PROBLEM TO WORK ON - Exclude all pictures, then write out exactly the lines below from the first one through the line with "Draw the outline of every instance of the woman's".

MATERIAL SUPPLIED -

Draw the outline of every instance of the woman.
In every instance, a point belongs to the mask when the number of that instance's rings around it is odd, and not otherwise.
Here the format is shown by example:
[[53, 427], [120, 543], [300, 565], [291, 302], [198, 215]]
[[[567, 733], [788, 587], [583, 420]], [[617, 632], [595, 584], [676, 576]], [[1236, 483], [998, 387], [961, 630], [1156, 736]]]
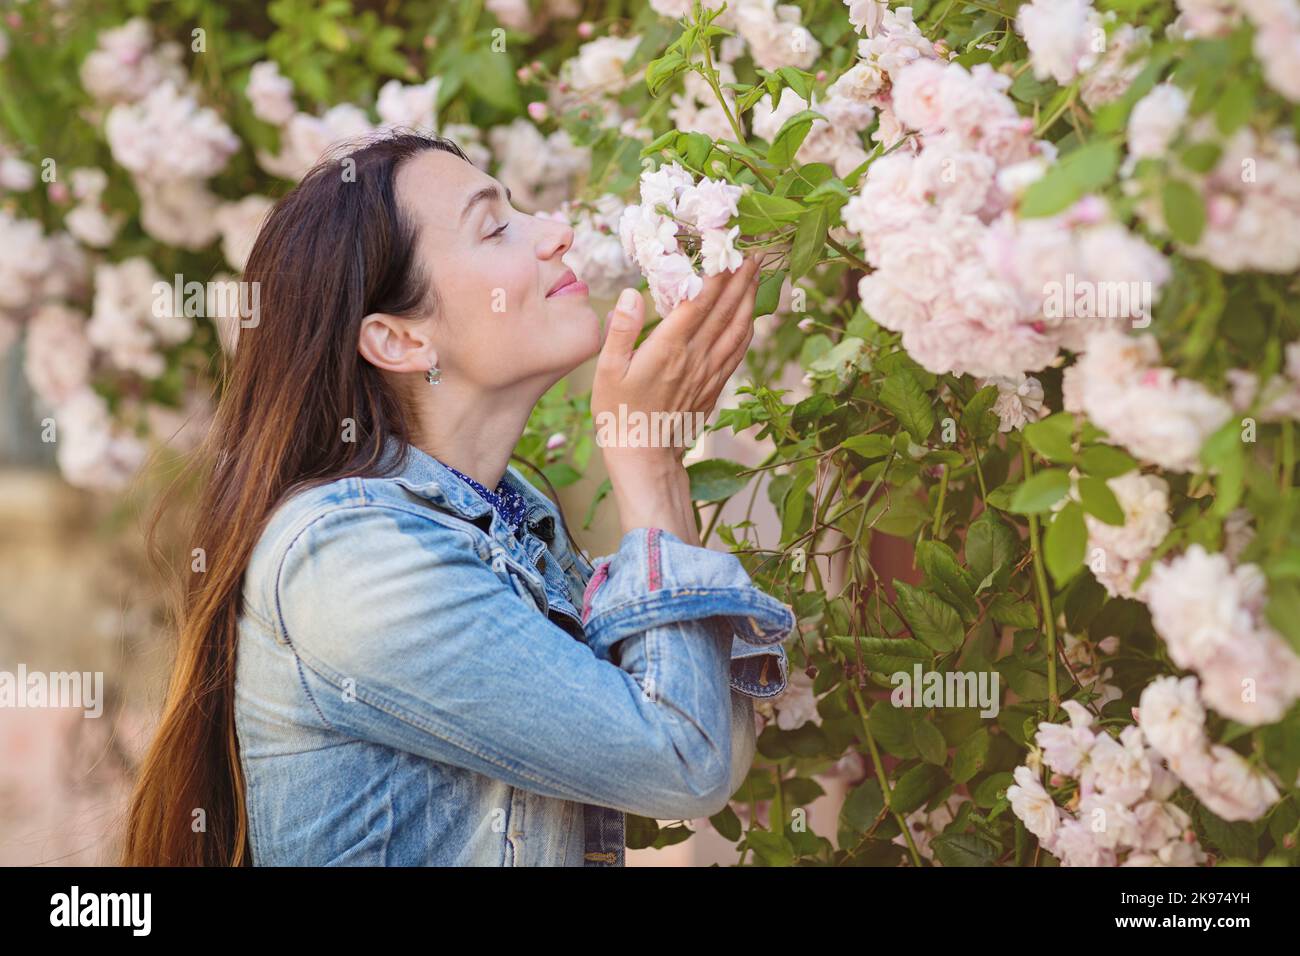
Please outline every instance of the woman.
[[594, 566], [509, 458], [596, 353], [594, 414], [710, 411], [757, 268], [639, 348], [627, 290], [602, 344], [572, 241], [406, 133], [270, 213], [125, 862], [620, 865], [624, 813], [726, 804], [790, 609], [699, 546], [684, 449], [602, 449], [624, 534]]

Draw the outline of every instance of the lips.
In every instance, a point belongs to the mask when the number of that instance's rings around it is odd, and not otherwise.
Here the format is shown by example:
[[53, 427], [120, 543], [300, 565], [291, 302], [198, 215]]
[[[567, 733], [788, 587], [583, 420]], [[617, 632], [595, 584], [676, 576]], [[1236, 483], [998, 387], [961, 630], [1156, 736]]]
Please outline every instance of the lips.
[[586, 295], [587, 283], [582, 282], [572, 269], [565, 269], [564, 275], [560, 276], [555, 285], [551, 286], [551, 291], [546, 293], [546, 298], [557, 295]]

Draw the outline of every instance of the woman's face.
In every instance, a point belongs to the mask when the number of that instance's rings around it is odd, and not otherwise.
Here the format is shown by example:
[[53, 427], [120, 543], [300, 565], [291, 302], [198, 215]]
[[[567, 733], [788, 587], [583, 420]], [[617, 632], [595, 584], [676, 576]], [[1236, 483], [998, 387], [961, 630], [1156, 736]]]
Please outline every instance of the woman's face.
[[519, 212], [496, 179], [441, 150], [403, 164], [397, 194], [437, 292], [431, 338], [444, 380], [544, 391], [596, 354], [600, 320], [562, 261], [568, 225]]

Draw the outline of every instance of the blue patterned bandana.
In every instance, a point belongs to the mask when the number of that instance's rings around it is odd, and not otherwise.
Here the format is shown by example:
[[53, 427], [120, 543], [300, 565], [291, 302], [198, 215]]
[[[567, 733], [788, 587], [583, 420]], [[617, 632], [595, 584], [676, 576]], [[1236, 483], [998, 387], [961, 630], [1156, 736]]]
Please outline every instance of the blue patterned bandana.
[[514, 532], [515, 537], [521, 541], [523, 540], [523, 524], [524, 519], [528, 517], [528, 502], [523, 495], [506, 484], [504, 476], [497, 483], [496, 491], [488, 491], [487, 488], [464, 472], [457, 471], [451, 465], [446, 467], [453, 475], [478, 492], [479, 497], [495, 508], [497, 514], [504, 518], [506, 524], [510, 526], [510, 530]]

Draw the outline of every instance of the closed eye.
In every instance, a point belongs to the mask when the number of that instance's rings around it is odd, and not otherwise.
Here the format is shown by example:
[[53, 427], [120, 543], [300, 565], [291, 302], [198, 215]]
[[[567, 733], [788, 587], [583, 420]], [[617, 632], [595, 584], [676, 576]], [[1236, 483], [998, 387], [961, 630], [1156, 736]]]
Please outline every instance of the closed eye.
[[491, 232], [489, 232], [489, 233], [487, 234], [487, 236], [485, 236], [484, 238], [487, 238], [487, 239], [495, 239], [497, 236], [501, 235], [503, 232], [506, 231], [506, 226], [508, 226], [508, 225], [510, 225], [510, 223], [508, 223], [508, 222], [507, 222], [507, 223], [503, 223], [500, 227], [498, 227], [498, 228], [496, 228], [496, 229], [493, 229]]

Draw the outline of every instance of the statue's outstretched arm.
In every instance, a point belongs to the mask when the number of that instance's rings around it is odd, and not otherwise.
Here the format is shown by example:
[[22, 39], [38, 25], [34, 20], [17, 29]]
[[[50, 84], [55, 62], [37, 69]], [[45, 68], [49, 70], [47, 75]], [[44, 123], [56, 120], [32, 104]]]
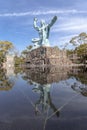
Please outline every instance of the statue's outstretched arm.
[[37, 18], [34, 18], [34, 23], [33, 23], [33, 25], [34, 25], [34, 28], [37, 30], [37, 31], [39, 31], [39, 26], [37, 26]]
[[56, 22], [57, 16], [54, 16], [51, 22], [49, 23], [49, 27], [53, 26], [53, 24]]

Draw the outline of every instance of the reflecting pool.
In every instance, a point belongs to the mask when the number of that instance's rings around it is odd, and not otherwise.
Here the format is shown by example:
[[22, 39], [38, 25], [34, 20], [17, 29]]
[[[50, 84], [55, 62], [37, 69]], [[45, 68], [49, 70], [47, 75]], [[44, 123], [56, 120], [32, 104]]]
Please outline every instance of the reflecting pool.
[[0, 130], [86, 130], [87, 68], [0, 69]]

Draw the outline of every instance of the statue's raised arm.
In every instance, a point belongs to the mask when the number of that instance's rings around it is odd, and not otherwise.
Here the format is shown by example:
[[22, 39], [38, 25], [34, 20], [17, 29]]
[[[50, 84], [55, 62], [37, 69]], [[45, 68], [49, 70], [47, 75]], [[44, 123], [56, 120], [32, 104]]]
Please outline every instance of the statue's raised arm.
[[53, 26], [53, 24], [56, 22], [57, 16], [54, 16], [51, 22], [49, 23], [49, 27]]
[[37, 19], [37, 18], [34, 18], [33, 26], [34, 26], [34, 28], [35, 28], [37, 31], [39, 31], [39, 26], [37, 26], [37, 21], [38, 21], [38, 19]]

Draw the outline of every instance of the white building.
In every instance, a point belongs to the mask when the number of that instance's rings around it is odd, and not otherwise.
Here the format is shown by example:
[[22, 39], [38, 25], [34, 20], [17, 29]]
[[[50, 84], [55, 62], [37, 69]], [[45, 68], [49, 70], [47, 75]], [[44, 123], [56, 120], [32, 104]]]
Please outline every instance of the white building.
[[6, 62], [3, 64], [3, 67], [7, 70], [8, 76], [14, 75], [14, 55], [6, 55]]

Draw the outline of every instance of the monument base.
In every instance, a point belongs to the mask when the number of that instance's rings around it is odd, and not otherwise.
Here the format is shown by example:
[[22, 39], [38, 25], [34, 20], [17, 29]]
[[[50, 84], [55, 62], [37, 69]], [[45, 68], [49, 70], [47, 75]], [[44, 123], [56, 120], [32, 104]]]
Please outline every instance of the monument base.
[[26, 56], [25, 66], [50, 66], [50, 65], [71, 65], [66, 51], [57, 47], [39, 47], [32, 50]]

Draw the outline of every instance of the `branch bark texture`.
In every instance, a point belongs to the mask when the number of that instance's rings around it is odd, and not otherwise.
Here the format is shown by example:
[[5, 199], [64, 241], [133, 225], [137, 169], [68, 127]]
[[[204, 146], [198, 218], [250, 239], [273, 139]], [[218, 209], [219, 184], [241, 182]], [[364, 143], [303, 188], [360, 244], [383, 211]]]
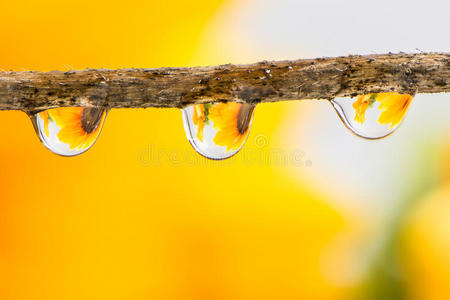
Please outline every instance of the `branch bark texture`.
[[184, 107], [450, 92], [450, 53], [382, 54], [161, 69], [0, 72], [0, 110]]

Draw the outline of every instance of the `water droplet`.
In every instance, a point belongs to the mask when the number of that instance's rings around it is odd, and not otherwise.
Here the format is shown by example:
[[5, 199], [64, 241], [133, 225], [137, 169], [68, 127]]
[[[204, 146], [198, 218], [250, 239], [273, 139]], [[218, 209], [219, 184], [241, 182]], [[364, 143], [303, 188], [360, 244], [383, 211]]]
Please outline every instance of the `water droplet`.
[[31, 121], [47, 149], [62, 156], [75, 156], [95, 143], [106, 114], [103, 108], [60, 107], [34, 114]]
[[380, 139], [400, 126], [412, 99], [406, 94], [379, 93], [356, 99], [336, 98], [330, 102], [354, 134], [366, 139]]
[[229, 158], [245, 144], [254, 109], [255, 105], [236, 102], [188, 106], [182, 109], [188, 140], [207, 158]]

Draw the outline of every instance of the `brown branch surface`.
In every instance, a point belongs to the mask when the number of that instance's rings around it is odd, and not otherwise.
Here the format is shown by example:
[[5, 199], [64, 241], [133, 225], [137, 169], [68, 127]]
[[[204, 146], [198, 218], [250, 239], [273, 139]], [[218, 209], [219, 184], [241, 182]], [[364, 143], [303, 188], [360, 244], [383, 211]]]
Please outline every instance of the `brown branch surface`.
[[1, 72], [0, 110], [184, 107], [450, 91], [450, 53], [382, 54], [162, 69]]

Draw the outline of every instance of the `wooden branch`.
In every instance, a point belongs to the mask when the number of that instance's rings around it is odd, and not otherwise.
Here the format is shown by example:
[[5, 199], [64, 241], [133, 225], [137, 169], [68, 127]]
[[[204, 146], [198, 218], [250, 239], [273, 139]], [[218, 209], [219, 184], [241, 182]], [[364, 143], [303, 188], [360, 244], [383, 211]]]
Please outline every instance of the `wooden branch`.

TASK RESPONSE -
Draw the outline of every instance of the woman.
In every instance, a point belongs to the mask when the number of that instance's rings around it is odd, and not otherwise.
Here the format is shown by example:
[[53, 427], [120, 543], [300, 565], [291, 302], [198, 215]]
[[[567, 733], [788, 587], [583, 420]], [[617, 632], [595, 584], [676, 576]], [[1236, 483], [998, 387], [961, 630], [1156, 736]]]
Please outline every instance of the woman.
[[594, 566], [509, 458], [596, 353], [594, 414], [710, 411], [757, 268], [639, 348], [627, 290], [602, 344], [572, 241], [406, 133], [270, 213], [125, 862], [620, 865], [624, 813], [726, 804], [790, 609], [699, 546], [684, 449], [602, 449], [624, 534]]

Draw the outline of every instance of the lips.
In every instance, a point belongs to the mask when the number of that instance's rings around it is odd, and not otherwise.
Here the format is shown by example:
[[53, 427], [120, 543], [300, 565], [291, 302], [198, 215]]
[[[567, 733], [788, 587], [583, 420]], [[617, 632], [595, 584], [676, 576]], [[1236, 483], [998, 387], [961, 630], [1156, 736]]]
Please outline every instance of the lips.
[[586, 295], [587, 283], [582, 282], [572, 269], [565, 269], [564, 275], [560, 276], [555, 285], [551, 286], [551, 291], [546, 293], [546, 298], [557, 295]]

Draw the outline of every instance of the woman's face.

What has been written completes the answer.